Find the lines below that contain the string "target", count them, and give only the number.
Segment Start: RECORDS FOR PROCESSING
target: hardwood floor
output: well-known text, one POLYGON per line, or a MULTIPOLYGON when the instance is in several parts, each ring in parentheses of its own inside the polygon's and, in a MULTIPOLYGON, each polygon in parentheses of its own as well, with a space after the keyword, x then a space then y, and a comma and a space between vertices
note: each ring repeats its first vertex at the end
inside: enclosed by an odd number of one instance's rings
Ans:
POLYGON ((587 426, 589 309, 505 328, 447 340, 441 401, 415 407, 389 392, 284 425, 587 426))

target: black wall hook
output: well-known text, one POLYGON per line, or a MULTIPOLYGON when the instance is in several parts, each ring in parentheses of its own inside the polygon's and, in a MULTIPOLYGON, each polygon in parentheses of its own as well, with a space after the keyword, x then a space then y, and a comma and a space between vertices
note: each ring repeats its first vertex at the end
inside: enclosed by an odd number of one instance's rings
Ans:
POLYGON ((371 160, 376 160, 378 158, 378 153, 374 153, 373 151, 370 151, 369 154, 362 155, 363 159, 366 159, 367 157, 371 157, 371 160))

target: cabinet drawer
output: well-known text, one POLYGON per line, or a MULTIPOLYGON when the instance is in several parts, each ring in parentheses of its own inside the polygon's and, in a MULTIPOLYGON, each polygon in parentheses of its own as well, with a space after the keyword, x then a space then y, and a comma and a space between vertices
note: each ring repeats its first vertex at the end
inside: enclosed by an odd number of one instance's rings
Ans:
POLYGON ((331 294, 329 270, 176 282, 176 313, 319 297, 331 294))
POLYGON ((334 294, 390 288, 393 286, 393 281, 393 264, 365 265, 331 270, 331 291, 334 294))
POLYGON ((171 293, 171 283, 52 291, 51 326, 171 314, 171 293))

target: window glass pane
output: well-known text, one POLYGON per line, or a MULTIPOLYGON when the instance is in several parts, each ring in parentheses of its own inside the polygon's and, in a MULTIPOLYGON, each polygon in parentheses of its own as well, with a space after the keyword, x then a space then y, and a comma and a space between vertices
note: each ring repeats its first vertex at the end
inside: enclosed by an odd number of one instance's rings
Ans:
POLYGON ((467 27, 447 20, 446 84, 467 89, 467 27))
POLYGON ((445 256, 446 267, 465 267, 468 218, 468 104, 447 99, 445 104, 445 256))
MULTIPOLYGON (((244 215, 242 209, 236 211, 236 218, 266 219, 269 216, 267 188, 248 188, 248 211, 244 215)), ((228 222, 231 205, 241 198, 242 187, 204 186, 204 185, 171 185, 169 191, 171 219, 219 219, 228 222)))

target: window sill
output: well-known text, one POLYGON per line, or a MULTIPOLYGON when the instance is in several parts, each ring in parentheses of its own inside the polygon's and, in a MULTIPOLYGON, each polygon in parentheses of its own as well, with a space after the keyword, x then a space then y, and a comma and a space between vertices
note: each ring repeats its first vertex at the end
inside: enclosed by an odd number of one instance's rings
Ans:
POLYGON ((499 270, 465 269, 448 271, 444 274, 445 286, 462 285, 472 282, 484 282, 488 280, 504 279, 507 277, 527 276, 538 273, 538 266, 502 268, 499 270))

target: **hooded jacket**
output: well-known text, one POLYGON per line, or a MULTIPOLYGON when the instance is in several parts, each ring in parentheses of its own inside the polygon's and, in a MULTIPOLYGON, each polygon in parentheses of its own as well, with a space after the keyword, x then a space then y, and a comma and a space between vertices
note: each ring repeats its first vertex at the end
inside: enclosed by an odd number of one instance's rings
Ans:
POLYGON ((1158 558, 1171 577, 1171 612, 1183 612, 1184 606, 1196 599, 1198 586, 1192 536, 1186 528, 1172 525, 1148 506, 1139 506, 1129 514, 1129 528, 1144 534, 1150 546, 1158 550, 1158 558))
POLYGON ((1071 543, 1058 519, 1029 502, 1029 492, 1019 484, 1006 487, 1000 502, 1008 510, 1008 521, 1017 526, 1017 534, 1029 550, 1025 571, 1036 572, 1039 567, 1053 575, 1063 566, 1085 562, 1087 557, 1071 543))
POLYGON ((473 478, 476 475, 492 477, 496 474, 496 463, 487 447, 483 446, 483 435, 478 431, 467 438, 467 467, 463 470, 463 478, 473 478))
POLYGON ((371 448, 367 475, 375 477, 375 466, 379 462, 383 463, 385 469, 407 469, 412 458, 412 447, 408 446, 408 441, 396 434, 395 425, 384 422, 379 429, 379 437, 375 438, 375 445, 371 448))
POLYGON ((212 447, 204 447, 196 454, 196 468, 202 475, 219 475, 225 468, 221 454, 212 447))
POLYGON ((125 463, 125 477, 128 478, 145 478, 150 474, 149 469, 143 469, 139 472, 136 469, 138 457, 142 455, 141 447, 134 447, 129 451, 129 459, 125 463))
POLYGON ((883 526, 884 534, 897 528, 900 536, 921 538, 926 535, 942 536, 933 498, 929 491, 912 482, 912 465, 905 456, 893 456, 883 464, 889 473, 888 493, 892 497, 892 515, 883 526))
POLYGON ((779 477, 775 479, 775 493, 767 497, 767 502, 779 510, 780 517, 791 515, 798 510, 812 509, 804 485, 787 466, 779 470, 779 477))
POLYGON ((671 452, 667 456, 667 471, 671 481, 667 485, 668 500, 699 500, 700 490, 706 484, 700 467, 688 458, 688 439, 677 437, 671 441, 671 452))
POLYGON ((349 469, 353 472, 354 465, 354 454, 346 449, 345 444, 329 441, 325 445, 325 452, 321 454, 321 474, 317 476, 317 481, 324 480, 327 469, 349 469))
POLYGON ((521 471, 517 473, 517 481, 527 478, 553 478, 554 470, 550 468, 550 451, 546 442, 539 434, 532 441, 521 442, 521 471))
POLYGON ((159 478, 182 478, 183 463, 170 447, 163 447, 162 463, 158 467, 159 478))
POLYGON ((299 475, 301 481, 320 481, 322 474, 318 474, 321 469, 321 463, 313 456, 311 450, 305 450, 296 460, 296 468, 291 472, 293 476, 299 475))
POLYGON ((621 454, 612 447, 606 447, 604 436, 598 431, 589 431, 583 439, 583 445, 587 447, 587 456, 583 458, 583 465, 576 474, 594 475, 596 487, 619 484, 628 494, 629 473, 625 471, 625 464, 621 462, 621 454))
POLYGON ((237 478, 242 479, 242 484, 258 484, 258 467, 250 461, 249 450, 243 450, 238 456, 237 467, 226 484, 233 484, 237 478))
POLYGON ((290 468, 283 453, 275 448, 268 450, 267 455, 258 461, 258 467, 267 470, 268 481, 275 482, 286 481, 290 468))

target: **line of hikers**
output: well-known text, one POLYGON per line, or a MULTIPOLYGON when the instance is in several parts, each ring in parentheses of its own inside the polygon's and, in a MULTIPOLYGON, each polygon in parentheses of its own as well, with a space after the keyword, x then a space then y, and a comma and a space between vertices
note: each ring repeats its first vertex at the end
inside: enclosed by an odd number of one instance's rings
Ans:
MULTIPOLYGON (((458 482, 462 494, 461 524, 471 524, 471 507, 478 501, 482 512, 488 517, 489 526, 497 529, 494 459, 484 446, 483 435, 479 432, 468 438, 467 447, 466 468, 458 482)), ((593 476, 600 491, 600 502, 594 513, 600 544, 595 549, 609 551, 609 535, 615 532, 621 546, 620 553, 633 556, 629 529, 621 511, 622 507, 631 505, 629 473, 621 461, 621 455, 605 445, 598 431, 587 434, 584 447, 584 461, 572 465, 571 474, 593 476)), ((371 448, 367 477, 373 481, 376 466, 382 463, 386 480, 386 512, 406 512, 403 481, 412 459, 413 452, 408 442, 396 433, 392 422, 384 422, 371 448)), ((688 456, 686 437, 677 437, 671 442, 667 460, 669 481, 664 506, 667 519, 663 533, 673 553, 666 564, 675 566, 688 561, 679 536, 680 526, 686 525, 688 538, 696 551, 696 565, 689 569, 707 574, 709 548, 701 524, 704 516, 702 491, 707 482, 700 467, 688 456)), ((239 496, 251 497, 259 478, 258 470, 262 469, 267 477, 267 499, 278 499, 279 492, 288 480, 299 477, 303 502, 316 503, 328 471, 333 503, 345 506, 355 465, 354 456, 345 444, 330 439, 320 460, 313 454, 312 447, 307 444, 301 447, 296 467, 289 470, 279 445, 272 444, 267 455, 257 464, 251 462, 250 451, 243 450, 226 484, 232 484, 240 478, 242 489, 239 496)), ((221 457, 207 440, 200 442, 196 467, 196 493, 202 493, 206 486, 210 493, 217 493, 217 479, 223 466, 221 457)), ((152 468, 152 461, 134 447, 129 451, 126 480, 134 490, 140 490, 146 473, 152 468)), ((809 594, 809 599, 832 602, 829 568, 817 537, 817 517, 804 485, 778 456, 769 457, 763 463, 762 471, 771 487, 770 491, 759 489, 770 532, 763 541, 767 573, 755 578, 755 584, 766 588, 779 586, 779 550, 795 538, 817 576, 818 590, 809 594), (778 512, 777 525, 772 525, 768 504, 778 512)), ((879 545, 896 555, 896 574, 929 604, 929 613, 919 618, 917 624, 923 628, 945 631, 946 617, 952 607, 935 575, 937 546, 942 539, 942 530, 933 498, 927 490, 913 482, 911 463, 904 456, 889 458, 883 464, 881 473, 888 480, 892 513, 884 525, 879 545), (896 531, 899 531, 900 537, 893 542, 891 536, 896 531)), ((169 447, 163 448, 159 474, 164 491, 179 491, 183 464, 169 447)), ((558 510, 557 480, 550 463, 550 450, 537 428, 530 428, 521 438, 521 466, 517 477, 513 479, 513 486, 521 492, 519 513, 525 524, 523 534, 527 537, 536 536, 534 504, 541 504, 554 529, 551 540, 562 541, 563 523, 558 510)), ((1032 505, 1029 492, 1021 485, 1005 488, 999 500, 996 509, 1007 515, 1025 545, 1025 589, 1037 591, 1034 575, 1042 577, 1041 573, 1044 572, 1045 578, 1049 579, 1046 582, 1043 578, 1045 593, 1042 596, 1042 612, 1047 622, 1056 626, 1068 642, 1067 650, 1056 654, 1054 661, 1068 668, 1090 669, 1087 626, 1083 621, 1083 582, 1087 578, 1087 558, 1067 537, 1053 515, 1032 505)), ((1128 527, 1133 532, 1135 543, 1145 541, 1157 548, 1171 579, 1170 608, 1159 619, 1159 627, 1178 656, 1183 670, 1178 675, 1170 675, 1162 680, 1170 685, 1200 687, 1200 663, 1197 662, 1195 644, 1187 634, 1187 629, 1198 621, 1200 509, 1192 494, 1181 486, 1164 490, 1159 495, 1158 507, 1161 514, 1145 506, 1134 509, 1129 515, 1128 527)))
Segment End: RECORDS FOR PROCESSING
#### [WRITTEN RESPONSE]
7